### Selected extract:

ACOG Menu

FDA Releases New Guidance and Draft Product Labeling for Laparoscopic Power Morcellators

  • Practice Advisory PA
  • March 2020

On February 25, 2020, the U.S. Food and Drug Administration (FDA) released an updated Safety Communication on laparoscopic power morcellation. This is an update to the FDA’s 2014 Safety Communication providing guidance on the use of power morcellation for the management of leiomyomas (fibroids). The FDA now recommends performing laparoscopic power morcellation for myomectomy or hysterectomy only with a tissue containment system, legally marketed in the U.S. for use during laparoscopic power morcellation. Additionally, the FDA’s new guidance states that laparoscopic power morcellators for the removal of uterine tissue containing suspected leiomyomas should not be used in patients who are:

  • Post-menopausal or over 50 years of age, or
  • Candidates for removal of tissue (en bloc) through the vagina or via a mini-laparotomy incision.

ACOG’s current guidance on the use of morcellation for the surgical management of women with presumed symptomatic leiomyomas is Committee Opinion #770, Uterine Morcellation for Presumed Leiomyomas (March 2019).

  • ACOG agrees with the FDA that women over 50 years or postmenopausal have an increased risk of an unsuspected leiomyosarcoma when compared with women 50 years of age and younger. ACOG strongly warns against morcellation in this population. As detailed in ACOG’s Committee Opinion #770, the risk of malignancy increases with age, so for older women (50 years and older based on decision models), although the overall risk of an unsuspected leiomyosarcoma and procedure-related mortality is low, incremental mortality is greater in those women undergoing a laparoscopic approach with power morcellation because of the higher risk of an unsuspected leiomyosarcoma as women age.
  • Current data on the use of tissue containment system are limited and more research is needed. While ACOG acknowledges the FDA’s new recommendation that laparoscopic power morcellation for myomectomy or hysterectomy should only be performed with a tissue containment system (legally marketed in the U.S. for use during laparoscopic power morcellation), more information is needed. It is still unknown whether the use of a containment system prevents the spread of benign or malignant tissue. As noted in Committee Opinion #770, additional concerns include that bags may make morcellation more cumbersome, resulting in increased operative time, or could obstruct visualization of other abdominal contents, resulting in injury to those obscured organs.

### Things to do:
• 1. According to the practice advisory, on what date did the FDA release its updated Safety Communication on laparoscopic power morcellation?
• 2. Duplicate the practice advisory's wording from "ACOG’s current guidance" to "Presumed Leiomyomas (March 2019).".
• 3. Translate this sentence from the practice advisory into Spanish: "It is still unknown whether the use of a containment system prevents the spread of benign or malignant tissue."

### Data excerpts:
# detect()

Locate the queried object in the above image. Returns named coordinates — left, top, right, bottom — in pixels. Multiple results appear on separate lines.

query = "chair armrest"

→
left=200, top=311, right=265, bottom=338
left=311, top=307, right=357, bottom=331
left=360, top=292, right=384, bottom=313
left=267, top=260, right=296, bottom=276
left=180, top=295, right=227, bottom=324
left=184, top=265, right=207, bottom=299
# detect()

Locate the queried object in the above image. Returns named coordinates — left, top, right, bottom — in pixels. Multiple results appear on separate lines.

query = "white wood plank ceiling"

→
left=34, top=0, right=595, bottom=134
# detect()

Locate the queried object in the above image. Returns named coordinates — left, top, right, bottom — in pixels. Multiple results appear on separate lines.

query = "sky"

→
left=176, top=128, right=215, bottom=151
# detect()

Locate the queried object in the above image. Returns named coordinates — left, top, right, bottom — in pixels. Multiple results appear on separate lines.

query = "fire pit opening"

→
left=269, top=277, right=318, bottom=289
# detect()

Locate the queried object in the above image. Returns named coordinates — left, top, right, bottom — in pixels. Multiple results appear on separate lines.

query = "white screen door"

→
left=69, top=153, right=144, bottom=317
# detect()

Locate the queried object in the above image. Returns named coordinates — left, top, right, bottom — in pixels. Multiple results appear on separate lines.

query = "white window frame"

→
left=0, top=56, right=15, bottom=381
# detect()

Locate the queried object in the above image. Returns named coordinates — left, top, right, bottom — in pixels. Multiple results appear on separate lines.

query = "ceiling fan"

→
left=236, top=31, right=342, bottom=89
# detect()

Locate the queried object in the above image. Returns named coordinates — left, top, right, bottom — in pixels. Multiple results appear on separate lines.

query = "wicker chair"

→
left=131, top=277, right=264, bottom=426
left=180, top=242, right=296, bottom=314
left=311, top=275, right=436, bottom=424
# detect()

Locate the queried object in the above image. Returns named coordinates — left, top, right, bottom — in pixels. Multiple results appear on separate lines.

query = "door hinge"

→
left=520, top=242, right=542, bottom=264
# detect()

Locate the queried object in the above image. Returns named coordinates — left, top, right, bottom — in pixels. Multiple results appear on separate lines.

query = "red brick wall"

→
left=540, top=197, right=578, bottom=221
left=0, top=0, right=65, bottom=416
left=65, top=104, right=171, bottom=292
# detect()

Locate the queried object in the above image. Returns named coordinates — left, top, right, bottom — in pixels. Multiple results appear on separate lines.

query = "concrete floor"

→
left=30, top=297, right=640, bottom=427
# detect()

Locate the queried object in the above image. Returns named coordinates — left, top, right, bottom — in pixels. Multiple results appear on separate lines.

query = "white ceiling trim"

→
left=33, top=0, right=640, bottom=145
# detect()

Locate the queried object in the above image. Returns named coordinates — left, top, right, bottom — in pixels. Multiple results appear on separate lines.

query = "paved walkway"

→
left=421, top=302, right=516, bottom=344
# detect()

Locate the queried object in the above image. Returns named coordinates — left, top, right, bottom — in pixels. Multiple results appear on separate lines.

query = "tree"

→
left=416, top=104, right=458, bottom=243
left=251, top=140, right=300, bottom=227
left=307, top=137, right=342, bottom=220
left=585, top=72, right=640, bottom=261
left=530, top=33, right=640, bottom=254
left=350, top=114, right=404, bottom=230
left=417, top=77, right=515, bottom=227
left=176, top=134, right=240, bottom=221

### Responses by item number:
• 1. February 25, 2020

• 2.
ACOG’s current guidance on the use of morcellation for the surgical management of women with presumed symptomatic leiomyomas is Committee Opinion #770, Uterine Morcellation for Presumed Leiomyomas (March 2019).

• 3. Todavía se desconoce si el uso de un sistema de contención impide la propagación de tejido benigno o maligno.